>> BEGIN Document

But even to the poor Chinaman death must come at last, even though there is no paper in Canton, so far as we know, to furnish a notice of his life and death, and to publish an abstract of his will, as is the case in more civilized countries. To him it comes armed with few terrors, so long as he leaves behind him male offspring to make the prescribed offerings at his tomb. We have stood by many a Chinese death-bed, and though the dying man might "prattle o' green fields," and fancy himself once more surrounded by his friends amid the peach-groves of Hiang Shan, while his frail body was tossing on the stormy waves of the Indian Ocean, yet there was no sign of dread with regard to the future that awaited him. But there, far out at sea, there was no opportunity for witnessing the ritual of death But one brief hour after the eye has glazed, and the jaw has fallen, the canvas-shrouded and shotted corpse takes its last plunge into the blue ocean depths, without a prayer, without a rite save the few cash sprinkled by his remaining comrades over his watery tomb.

On shore a very different spectacle is presented. As the last hour draws near, the relatives wander round the house with cries, the gong is incessantly beaten, and packet after packet of fire-crackers gives out its short, sharp series of detonations, sounding like irregular platoon-firing, to frighten away the evil spirits supposed to be watching round the house to seize the departing soul; while, within, upon the filming eye the smoke of the ever-burning incense mingles with death's gray shadow. The eye has closed, the spirit has departed, and now every door and window is flung wide open, and the "keen" rises wildly to recall the wandering guest to its deserted tenement. And now the death is announced to all the relatives; the door is hung with white drapery, and down each lintel hangs a scroll of white, on which appear funereal inscriptions in blue. Large blue-and-white lanterns are hung on either side of the entrance, and probably a bamboo portico, thatched with matting, is erected to preserve lanterns, inscriptions, and garlands from the weather. Should it be a parent who has passed away, two figures of the stork, the emblem of longevity, appear amid the decorations. The relatives of the deceased, robed in white, and with white cloths bound about their heads, now go in procession to the nearest spring or river; before them is supported the nearest heir of the deceased, wearing a white veil, showing signs of the deepest affliction, and bearing in his hand a bowl in which are two copper coins, whose united value is about half a farthing. This company, uttering the most dismal howls, and having in its train musicians whose performances are scarcely less doleful, has gone to purchase water to wash the dead. This ceremony having been performed, the body is dressed as in life, and placed in its coffin, which has previously been half-filled with quicklime. The lid is then put on, and cemented down, the whole of it being afterward highly polished, and the name of the deceased inscribed upon it.

The coffin, it may be as well to remark, is not a slight shell like those in use among us, but is either a hollowed tree or made in the form of one—the sides being rounded, and five or six inches in thickness. They are formed of very hard and costly woods, reaching occasionally the price of five hundred pounds. A handsome coffin is considered as acceptable a birthday present as a son can offer to his father, and coffins so given are often preserved unused for years.

>> END Document

» Challenge 1: In the passage on Chinese funeral customs, what is the coffin half-filled with before the body is placed in it?
The listing has no connection to the passage on Chinese funeral customs.

>> BEGIN Extracted entries

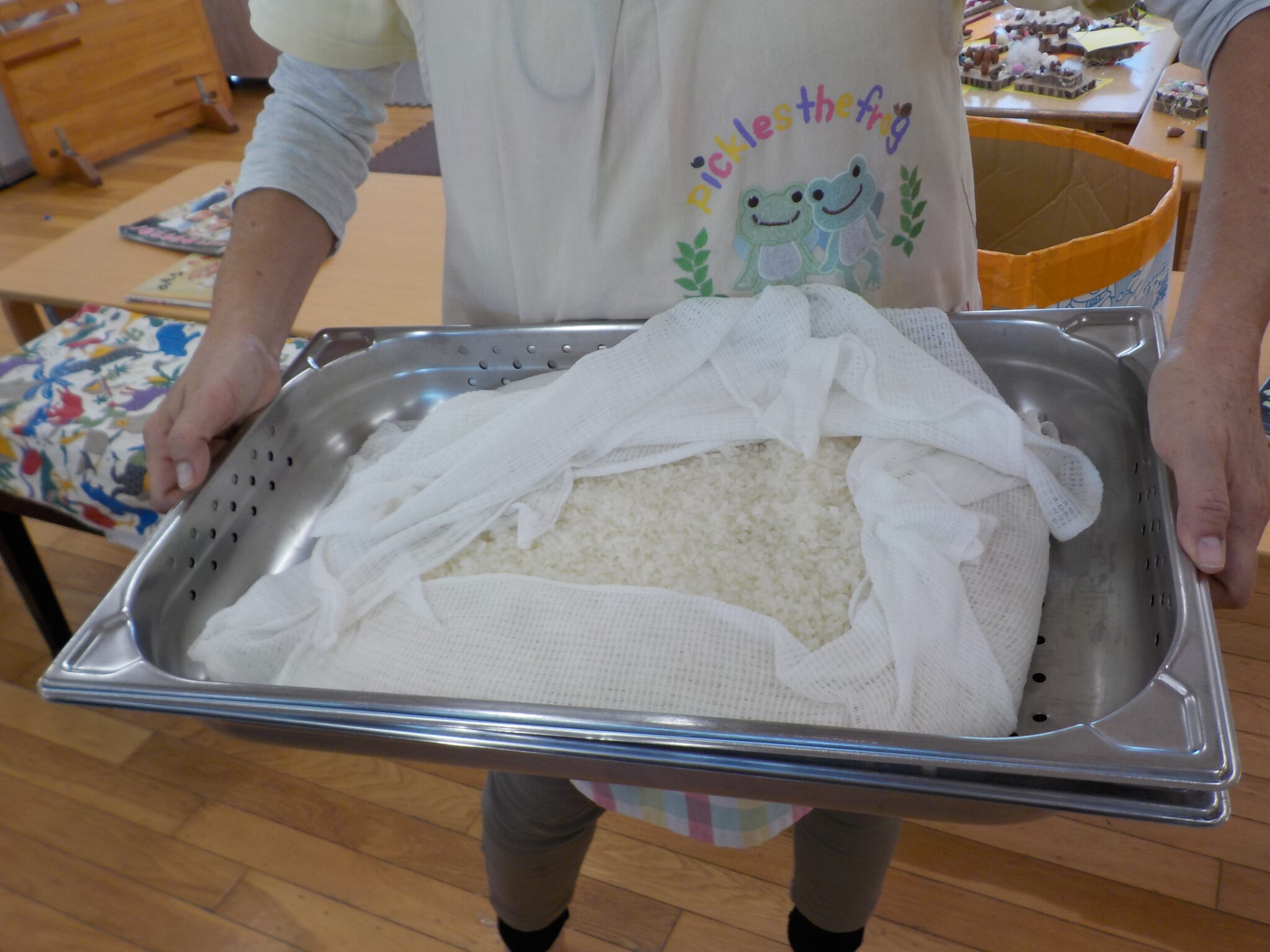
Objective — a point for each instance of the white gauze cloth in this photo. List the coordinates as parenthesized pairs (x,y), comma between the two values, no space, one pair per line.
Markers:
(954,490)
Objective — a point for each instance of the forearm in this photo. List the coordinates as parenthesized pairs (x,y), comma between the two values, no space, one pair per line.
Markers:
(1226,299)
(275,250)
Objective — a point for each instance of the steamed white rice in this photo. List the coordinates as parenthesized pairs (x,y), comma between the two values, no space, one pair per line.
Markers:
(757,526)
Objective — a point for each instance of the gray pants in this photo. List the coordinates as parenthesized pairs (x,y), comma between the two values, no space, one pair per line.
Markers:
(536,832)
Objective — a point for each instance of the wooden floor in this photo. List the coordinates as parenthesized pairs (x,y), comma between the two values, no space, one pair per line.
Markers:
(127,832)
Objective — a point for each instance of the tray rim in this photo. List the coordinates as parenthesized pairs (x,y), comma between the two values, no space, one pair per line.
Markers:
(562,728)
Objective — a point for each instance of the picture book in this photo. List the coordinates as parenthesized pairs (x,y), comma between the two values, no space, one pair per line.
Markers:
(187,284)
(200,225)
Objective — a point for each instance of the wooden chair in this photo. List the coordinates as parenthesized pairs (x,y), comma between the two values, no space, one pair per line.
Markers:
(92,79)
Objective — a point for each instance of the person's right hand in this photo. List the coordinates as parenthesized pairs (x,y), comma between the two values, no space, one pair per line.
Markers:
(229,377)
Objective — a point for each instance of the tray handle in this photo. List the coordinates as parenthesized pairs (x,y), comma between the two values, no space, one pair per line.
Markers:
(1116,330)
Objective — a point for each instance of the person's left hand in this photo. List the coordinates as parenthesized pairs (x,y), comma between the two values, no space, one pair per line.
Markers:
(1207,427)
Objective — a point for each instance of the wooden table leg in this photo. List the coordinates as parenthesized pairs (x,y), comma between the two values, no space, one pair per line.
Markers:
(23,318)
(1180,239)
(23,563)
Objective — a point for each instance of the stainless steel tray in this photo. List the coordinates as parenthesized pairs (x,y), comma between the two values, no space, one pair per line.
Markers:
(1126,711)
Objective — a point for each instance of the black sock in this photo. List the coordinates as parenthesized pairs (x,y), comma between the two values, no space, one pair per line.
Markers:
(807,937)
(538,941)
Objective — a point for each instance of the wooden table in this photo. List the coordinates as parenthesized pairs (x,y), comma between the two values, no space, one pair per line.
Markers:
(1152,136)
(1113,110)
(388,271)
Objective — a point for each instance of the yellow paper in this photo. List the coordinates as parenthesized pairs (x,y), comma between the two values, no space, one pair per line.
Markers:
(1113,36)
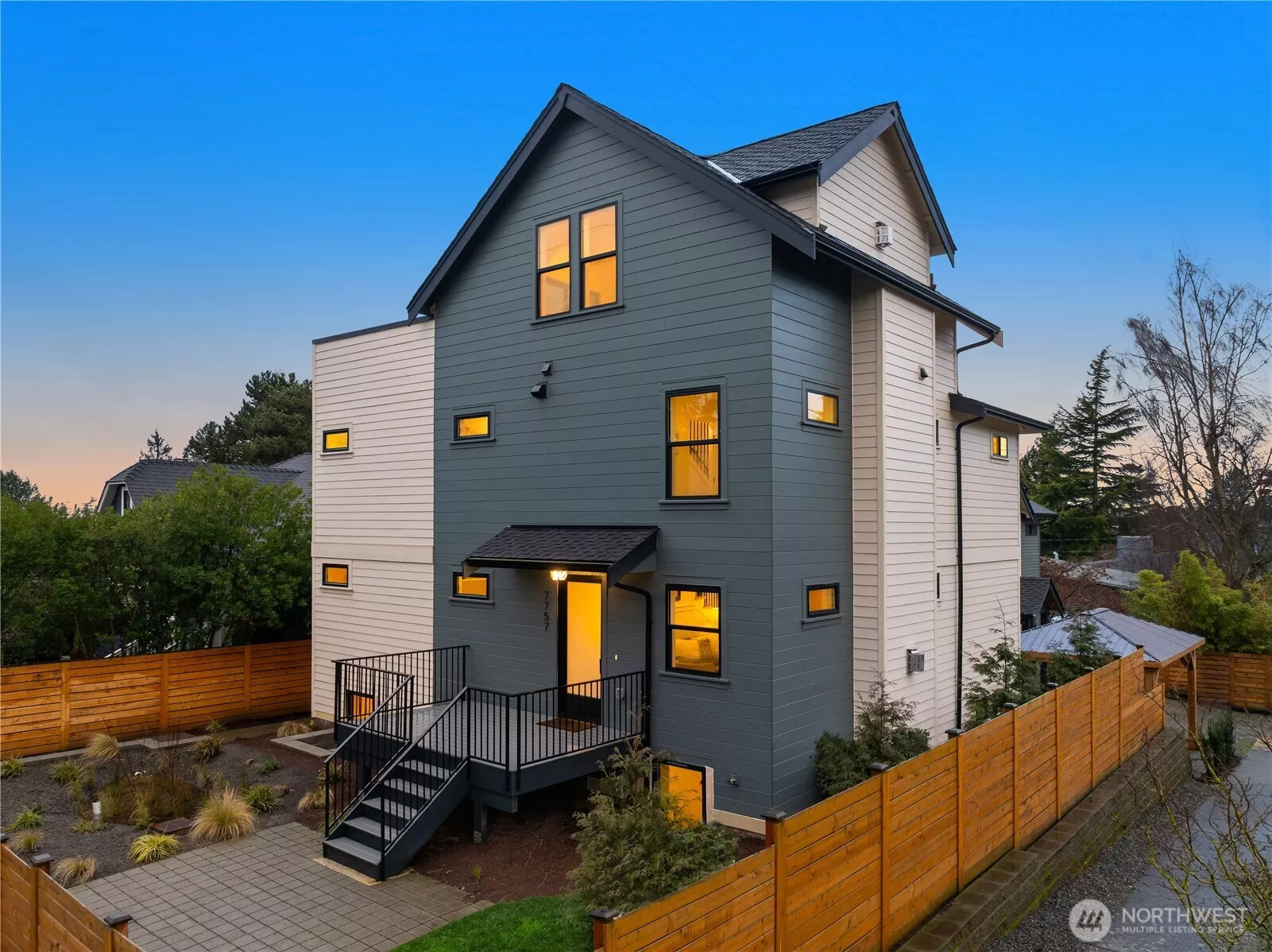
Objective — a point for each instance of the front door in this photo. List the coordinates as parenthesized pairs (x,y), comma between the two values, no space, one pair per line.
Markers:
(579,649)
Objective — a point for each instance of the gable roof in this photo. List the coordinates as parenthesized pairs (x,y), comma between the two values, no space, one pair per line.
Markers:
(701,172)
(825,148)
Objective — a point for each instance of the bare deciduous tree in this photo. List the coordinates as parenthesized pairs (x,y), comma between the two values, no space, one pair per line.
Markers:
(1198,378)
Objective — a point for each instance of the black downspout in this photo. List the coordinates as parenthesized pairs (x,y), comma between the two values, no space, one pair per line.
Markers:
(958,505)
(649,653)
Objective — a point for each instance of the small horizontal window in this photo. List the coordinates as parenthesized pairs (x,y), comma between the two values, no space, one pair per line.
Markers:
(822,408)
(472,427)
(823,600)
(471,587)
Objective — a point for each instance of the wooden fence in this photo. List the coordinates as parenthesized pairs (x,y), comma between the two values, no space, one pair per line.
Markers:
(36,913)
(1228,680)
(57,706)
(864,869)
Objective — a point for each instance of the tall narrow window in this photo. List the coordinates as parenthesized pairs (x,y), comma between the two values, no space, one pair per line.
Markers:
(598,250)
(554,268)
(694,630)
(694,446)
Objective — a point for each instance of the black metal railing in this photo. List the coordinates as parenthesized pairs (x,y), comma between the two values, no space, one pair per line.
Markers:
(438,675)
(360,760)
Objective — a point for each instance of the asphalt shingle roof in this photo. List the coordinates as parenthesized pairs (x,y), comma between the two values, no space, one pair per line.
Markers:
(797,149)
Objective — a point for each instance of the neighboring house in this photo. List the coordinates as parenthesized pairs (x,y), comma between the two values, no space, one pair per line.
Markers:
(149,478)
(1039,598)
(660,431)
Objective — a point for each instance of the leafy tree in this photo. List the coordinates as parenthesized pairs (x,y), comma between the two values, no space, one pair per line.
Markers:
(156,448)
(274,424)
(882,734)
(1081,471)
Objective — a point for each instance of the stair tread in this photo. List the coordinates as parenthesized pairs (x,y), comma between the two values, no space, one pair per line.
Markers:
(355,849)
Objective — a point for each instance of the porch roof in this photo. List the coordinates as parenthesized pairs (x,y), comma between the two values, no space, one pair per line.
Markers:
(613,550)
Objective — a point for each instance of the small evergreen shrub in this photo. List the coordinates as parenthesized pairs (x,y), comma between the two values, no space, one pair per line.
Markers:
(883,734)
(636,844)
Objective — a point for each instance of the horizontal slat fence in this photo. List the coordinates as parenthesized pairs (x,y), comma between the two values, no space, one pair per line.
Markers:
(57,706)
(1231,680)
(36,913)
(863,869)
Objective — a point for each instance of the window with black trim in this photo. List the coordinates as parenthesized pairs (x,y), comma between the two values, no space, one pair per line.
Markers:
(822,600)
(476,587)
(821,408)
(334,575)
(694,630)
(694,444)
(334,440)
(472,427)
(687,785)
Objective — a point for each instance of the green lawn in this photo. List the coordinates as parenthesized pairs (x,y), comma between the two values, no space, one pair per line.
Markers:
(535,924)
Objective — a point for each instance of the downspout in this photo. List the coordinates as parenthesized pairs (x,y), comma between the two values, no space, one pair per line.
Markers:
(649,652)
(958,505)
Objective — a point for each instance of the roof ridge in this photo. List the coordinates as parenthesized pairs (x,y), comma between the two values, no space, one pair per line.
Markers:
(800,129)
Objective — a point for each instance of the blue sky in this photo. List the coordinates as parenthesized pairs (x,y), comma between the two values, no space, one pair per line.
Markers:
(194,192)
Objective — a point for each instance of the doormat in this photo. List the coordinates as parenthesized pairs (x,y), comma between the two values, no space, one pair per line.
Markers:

>> END Extracted entries

» Challenge 2: Rewrite the listing from the line containing "Objective — a point for each instance of the small evergreen" through the end of the listing with "doormat" changed to "welcome mat", leaving everything else as it is. Return only those lines.

» Complete output 1: Quicklime.

» Complete output 2:
Objective — a point for each instance of the small evergreen shrub in this photo. List the coordinates as parenthesized pairs (x,y), comma between the two values, no space, one pair per line.
Markers:
(883,734)
(636,844)
Objective — a point for each instance of the horizontal slat fence in this photo. List the coordinates as parenthesized pairs (x,y), comma between the two values, no space, one pair per line.
Markers:
(57,706)
(1231,680)
(36,913)
(863,869)
Objective — a point for each instance of the window with black trim in this photo. List the coordinates as parenthesized pairs (x,y), comma between the two values, no space, one pair per line.
Markers:
(822,600)
(476,587)
(821,408)
(334,575)
(694,630)
(694,444)
(334,440)
(472,427)
(687,785)
Objective — a point for each instance of the green lawn in this photo. List the coordinates as parenthesized pairs (x,y), comma between the two values, no space, one pair per line.
Markers:
(535,924)
Objective — a point for each instance of the downspout in this photo. List the coordinates as parenthesized pairs (x,y), comma between the two values, no space, one pair per line.
Markers:
(649,652)
(958,505)
Objective — a point for each instance of the roof ridge in this photo. List the coordinates as parenthesized pairs (x,y), comma between the two values, no space, one pair per line.
Markers:
(800,129)
Objective — a point for each instance of the blue sky in this photo. List the coordinates as parenthesized pairs (x,y), comma between the two values, no space, one pair per line.
Markers:
(194,192)
Objective — a point for each instance of the welcome mat in this photo. List the coordinates as parenthesized pairs (x,y), comma between the two values, no space, one pair per line.
Markers:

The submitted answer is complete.